Pourriez-vous mettre à jour tout ce qui va de la ligne contenant « target: green tree » jusqu'à celle contenant « 45], [124, 33]] » en remplaçant « vertex » par « point », le reste demeurant identique ?
━━━ Entrées
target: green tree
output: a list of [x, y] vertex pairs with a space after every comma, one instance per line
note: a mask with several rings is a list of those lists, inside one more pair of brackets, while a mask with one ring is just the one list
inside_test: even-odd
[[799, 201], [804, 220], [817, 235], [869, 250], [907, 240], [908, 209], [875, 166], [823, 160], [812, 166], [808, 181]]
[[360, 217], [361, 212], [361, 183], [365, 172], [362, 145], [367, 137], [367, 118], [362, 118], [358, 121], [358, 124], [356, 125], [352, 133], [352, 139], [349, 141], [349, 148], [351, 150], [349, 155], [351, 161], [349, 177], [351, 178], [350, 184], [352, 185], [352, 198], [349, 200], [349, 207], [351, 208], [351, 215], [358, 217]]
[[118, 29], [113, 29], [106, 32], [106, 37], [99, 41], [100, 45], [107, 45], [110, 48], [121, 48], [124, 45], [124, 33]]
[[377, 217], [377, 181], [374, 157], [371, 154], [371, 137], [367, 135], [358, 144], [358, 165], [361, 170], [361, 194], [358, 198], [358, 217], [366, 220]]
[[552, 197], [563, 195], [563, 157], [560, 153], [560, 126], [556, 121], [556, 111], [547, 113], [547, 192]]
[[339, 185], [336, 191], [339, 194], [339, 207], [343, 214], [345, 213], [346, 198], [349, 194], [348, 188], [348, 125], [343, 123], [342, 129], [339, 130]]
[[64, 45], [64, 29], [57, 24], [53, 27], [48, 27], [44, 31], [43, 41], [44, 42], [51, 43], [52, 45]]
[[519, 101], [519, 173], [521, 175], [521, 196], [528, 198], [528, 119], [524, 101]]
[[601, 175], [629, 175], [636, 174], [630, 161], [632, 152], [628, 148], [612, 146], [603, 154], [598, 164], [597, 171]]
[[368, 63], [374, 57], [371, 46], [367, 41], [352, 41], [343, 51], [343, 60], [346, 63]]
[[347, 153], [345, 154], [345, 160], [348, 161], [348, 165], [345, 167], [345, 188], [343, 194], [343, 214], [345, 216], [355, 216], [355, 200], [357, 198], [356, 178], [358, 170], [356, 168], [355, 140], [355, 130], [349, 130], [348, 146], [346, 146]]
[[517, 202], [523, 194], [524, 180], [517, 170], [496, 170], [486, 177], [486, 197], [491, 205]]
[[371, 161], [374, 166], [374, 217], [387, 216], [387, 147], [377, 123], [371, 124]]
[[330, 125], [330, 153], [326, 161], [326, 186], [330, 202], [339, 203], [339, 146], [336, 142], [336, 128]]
━━━━━━
━━━ Entrées
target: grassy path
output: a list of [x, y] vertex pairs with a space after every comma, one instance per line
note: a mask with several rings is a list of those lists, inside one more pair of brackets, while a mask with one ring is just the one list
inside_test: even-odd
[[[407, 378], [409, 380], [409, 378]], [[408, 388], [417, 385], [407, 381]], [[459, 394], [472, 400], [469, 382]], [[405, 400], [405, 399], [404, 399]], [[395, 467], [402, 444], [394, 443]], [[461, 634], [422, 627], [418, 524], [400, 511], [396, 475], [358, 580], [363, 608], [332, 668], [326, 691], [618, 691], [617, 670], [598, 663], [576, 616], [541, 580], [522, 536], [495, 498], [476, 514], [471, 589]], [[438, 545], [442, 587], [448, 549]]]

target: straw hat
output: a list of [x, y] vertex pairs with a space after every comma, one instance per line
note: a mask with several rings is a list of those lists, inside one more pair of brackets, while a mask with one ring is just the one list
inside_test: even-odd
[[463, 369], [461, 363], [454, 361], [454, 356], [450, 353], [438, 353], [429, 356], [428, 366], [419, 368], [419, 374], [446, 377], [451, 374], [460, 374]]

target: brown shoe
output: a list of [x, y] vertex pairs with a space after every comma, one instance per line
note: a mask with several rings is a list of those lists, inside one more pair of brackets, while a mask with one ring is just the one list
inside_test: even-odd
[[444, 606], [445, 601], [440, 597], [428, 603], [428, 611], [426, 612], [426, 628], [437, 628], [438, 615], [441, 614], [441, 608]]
━━━━━━
━━━ Entrées
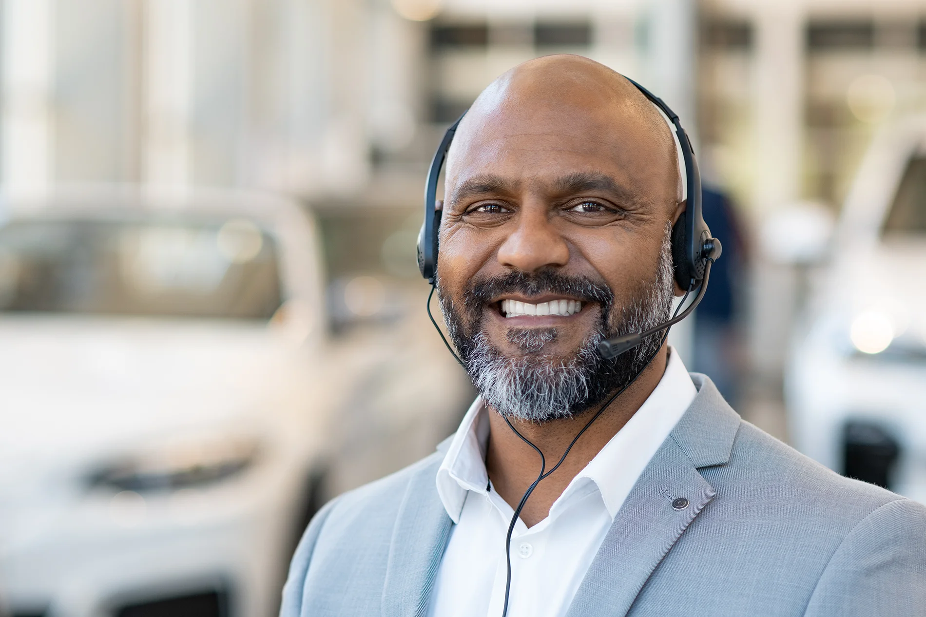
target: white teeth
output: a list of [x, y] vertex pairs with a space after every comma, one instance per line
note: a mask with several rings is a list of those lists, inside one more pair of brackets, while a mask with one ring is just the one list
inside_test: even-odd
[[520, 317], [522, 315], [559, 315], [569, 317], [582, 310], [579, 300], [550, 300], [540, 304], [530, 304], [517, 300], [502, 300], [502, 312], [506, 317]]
━━━━━━
> _Réponse_:
target: green tree
output: a list of [x, y] point pairs with a space after every comma, one instance per line
note: a mask with several rings is a list of those lists, inside one more pair of brackets, while a mask with one ring is just the one list
inside_test: even-odd
[[799, 201], [804, 220], [817, 235], [869, 250], [907, 240], [908, 209], [875, 166], [823, 160], [812, 166], [808, 181]]
[[360, 217], [361, 212], [361, 183], [365, 172], [362, 145], [367, 137], [367, 118], [362, 118], [358, 121], [358, 124], [356, 125], [352, 133], [352, 139], [349, 141], [349, 148], [351, 150], [349, 155], [351, 161], [349, 177], [351, 178], [350, 184], [352, 185], [352, 198], [349, 200], [349, 207], [351, 208], [351, 215], [358, 217]]
[[118, 29], [113, 29], [106, 32], [106, 37], [99, 41], [100, 45], [107, 45], [110, 48], [121, 48], [124, 45], [124, 33]]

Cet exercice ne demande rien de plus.